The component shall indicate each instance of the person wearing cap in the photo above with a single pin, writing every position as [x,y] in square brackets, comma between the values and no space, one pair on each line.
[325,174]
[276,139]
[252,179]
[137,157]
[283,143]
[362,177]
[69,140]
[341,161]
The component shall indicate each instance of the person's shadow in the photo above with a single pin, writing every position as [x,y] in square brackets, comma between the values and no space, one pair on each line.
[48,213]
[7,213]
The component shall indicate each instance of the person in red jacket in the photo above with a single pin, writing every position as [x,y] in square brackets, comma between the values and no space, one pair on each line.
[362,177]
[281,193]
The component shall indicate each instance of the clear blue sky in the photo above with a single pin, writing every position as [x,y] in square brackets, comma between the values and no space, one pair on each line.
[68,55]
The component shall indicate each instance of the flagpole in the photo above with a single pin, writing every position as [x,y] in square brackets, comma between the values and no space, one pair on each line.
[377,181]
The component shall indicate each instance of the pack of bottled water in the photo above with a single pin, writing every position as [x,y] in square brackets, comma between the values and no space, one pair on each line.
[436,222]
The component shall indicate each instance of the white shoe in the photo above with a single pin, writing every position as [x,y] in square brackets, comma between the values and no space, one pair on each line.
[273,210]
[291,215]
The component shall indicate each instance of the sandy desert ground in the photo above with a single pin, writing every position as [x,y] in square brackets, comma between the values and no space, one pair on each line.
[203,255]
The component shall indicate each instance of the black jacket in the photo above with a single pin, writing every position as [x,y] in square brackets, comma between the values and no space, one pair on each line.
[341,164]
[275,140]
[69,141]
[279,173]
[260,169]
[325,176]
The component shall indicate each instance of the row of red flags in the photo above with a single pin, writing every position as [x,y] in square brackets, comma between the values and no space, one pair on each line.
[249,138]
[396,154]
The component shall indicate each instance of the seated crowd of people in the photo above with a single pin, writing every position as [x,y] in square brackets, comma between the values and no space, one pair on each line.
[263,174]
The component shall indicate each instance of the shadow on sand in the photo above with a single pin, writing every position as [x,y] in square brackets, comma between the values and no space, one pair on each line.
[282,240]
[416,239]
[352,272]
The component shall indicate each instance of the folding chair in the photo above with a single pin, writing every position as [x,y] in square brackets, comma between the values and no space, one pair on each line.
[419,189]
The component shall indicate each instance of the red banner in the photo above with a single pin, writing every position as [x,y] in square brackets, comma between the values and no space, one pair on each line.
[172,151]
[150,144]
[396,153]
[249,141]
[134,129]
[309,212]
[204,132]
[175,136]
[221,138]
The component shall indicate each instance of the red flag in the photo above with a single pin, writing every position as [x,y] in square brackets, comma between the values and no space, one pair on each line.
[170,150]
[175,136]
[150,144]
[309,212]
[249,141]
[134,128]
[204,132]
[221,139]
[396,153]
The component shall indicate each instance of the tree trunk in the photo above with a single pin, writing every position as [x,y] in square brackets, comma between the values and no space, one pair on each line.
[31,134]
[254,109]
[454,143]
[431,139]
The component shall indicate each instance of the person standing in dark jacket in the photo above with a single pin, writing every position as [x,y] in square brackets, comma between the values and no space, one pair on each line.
= = = = = = =
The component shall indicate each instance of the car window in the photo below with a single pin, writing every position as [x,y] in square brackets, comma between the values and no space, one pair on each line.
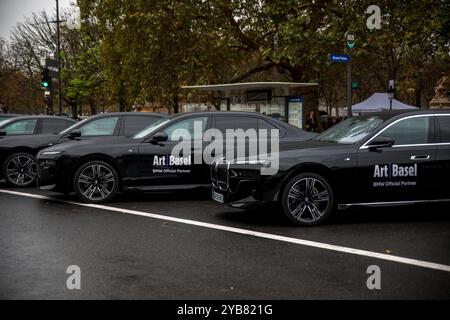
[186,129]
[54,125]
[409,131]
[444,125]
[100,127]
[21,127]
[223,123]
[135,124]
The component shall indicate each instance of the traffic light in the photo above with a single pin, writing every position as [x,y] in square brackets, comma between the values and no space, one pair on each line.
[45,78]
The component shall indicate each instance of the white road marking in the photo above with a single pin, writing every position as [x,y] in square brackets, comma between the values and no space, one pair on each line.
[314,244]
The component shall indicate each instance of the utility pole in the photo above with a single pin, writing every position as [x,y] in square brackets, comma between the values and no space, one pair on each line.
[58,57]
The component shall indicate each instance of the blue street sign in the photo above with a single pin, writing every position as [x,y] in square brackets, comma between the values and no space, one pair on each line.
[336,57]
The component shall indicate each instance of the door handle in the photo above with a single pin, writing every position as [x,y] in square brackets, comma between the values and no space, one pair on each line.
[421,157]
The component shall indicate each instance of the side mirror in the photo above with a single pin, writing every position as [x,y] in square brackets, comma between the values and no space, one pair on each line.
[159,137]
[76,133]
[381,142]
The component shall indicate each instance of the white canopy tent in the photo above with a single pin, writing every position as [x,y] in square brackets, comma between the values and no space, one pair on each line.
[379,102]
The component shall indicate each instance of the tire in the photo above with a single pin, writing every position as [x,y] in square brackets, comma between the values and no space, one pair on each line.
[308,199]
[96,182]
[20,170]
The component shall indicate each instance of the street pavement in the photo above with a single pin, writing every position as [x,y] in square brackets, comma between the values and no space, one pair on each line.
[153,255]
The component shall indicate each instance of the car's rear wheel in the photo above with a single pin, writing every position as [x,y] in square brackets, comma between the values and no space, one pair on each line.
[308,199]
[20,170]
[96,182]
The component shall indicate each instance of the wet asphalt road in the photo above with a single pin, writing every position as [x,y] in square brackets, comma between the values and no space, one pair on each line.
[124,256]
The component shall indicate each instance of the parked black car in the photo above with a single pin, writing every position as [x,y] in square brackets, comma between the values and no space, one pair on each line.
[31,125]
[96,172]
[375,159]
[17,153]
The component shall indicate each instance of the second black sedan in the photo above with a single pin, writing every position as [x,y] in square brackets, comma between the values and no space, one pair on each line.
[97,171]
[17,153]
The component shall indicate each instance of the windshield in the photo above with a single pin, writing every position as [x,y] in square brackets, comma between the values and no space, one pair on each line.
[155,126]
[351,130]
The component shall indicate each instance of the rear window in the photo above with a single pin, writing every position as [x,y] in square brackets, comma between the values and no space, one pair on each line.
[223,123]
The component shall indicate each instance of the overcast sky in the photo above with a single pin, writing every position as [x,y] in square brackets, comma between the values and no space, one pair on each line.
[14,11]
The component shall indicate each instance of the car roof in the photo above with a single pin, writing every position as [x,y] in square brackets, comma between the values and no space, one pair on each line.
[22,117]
= = = = = = =
* [OBJETIVO] Por favor, localiza en los registros cada línea que contenga la palabra "street" y cópiala entera.

* [RESULTADO DEL EJERCICIO]
The component shall indicate each instance of the blue street sign in the photo above with a single pin, writing every position as [x,y] in square brackets, comma between the values and no space, one pair on each line.
The component shall indicate each instance of the street pavement in the photo above with a single pin, writing every position as [x,y] in square brackets, comma between the values and no space, one pair on each line.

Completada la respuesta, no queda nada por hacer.